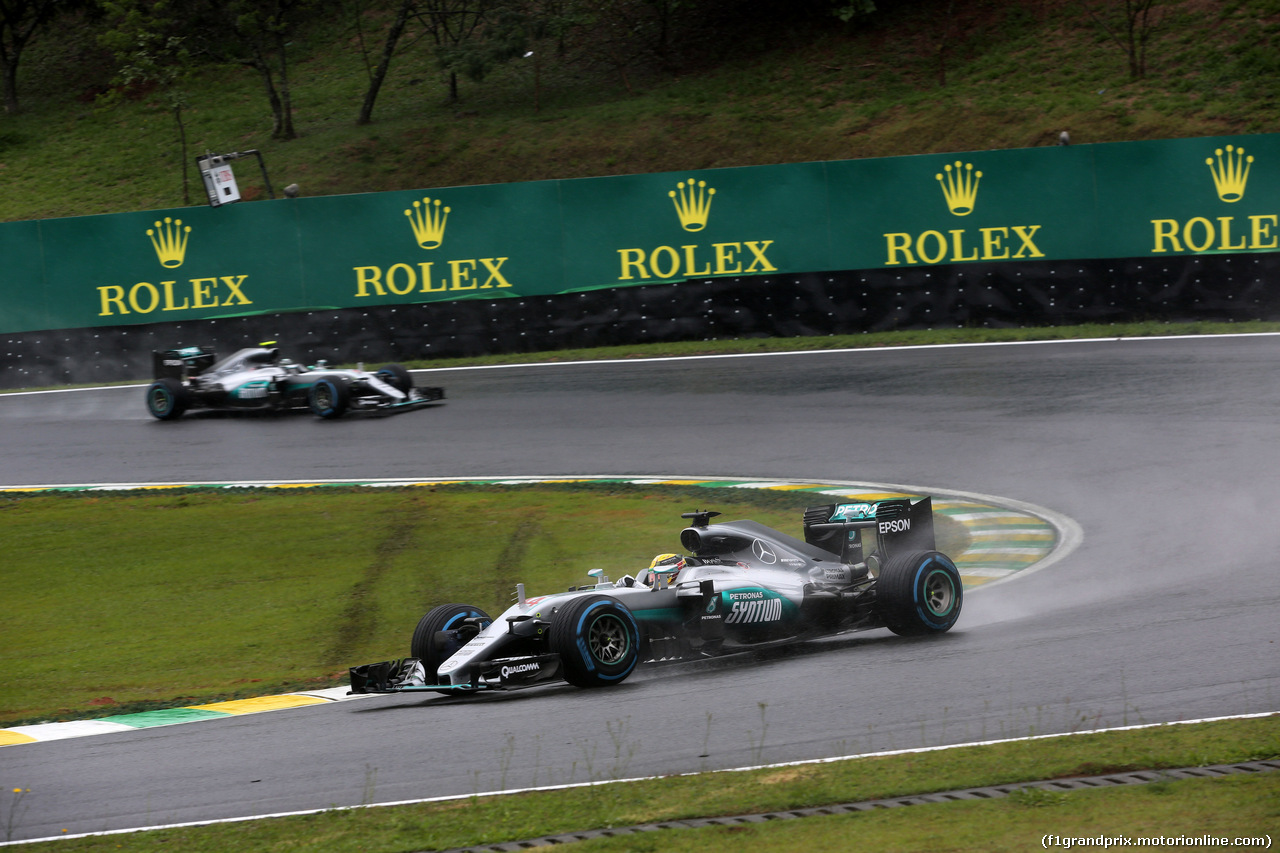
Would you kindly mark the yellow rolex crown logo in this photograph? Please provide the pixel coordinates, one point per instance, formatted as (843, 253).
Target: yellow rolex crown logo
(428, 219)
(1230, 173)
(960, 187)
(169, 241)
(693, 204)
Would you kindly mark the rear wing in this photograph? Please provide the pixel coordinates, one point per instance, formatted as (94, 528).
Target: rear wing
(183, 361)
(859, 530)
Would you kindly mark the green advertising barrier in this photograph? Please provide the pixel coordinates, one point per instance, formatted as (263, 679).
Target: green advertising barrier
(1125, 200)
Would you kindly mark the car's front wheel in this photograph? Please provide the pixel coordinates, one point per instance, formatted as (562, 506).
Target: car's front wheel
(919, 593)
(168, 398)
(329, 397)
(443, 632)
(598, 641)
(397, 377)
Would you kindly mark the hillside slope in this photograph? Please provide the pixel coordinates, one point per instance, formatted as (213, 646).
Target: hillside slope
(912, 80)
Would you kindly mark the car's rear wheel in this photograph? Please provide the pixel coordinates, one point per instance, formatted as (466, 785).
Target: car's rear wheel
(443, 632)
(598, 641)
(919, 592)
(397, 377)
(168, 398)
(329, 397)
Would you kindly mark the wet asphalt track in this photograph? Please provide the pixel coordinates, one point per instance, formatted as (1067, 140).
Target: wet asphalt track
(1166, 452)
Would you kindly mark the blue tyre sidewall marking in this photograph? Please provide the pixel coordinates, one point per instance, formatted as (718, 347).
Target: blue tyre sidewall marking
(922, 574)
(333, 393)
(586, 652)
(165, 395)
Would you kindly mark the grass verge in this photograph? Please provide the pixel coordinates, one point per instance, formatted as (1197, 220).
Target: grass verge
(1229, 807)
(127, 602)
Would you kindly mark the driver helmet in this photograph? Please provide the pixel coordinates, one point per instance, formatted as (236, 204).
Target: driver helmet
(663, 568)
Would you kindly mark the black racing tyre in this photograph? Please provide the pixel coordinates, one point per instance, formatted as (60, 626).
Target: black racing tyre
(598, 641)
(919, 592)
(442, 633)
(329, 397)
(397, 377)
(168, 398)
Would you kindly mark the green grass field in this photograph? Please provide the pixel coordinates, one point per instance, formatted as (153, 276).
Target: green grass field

◆ TASK INSTRUCTIONS: Produce only the lines from the line containing "Would you kindly mark the rear" through the line containing "Would you kindly mark the car's rear", inclusive of both, exactly as they stand in the entries above.

◆ RESPONSE TO THE EXERCISE:
Would you kindly mark the rear wing in this photograph? Please provide the pixel coordinates, one point per instance, formatted as (94, 528).
Target: rear wing
(183, 361)
(859, 530)
Would you kindly mark the green advertising barrier in this photograph? Please provide the pixel coordinates, one point per instance, formatted as (263, 679).
Target: green advertising barrier
(1125, 200)
Would you kindly mark the car's front wheel in this photograph? Please provide the pixel coordinates, one point per instance, formatted as (562, 506).
Target: car's front wheel
(919, 593)
(168, 398)
(329, 397)
(443, 632)
(598, 641)
(397, 377)
Would you kindly mark the hillside slope in this photograph? Please provide the pixel coordinates, one point per instance, formatted as (213, 646).
Target: hillside slope
(912, 80)
Would you kindly mark the car's rear wheel in this photograph? Please provide the pixel coordinates, one point per instance, formatted as (466, 785).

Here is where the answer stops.